● **WHAT NEEDS TO BE DONE**
Answer these questions from the gun forum text below, one per line:
1. How much does the projectile of the old 8" (203mm) gun weigh?
2. What is the largest gun missionary5155 has ever fired, and on which tank is it mounted?
3. At what distance did the writer line up on 2x4s?

● **SOURCE TEXT**
#####

I have been on an old 8" (203mm) before. 200lb projectile with incredible accurady!

missionary5155
01-09-2012, 04:42 AM
Good morning
Biggest tube sitting up in the state of ILL. is a 1.1" on a crude naval carrage.
Largest I have ever touched off is the M68 105mm main gun on the M60A1 MBT. Now that was one nice direct fire rifle. After everyone was about through at tank range I would carefully line up on 2x4´s at 1200 meters and could consistently cut them off with inert "heat"(blue) rounds. All ya had to do was learn how to get the slack out of the opticle system and do the final lay with the manual elevator using the handle´s top mounted firing switch to set it off. Ride the recoil with eye glued to the primary sight and watch the 2x4 get punched. The goal was to leave it clean cut with a perfect half moon.

#####

● **LISTING**
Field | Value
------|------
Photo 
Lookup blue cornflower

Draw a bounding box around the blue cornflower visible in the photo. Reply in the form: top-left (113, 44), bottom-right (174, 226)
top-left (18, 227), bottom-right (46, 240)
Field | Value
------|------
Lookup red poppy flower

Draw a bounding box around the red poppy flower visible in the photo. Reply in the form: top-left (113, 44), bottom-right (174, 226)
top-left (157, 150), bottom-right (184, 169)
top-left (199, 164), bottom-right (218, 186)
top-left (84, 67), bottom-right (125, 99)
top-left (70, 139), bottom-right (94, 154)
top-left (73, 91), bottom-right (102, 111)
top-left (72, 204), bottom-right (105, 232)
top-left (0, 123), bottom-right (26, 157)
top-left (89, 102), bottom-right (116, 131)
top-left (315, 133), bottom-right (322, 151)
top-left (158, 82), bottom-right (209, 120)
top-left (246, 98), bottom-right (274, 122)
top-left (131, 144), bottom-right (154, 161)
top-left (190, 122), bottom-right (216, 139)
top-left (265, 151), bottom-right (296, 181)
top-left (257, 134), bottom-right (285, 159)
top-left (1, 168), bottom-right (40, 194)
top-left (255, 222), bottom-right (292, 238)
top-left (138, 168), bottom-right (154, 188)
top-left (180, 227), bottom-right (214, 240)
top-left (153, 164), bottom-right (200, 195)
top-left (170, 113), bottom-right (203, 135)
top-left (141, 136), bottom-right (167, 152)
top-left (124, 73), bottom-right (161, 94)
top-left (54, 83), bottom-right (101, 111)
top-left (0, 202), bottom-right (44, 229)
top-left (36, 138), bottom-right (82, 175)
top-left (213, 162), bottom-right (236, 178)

#####

● **FULL ANSWER**
1. 200 lb.
2. The M68 105mm main gun, on the M60A1 MBT.
3. 1200 meters.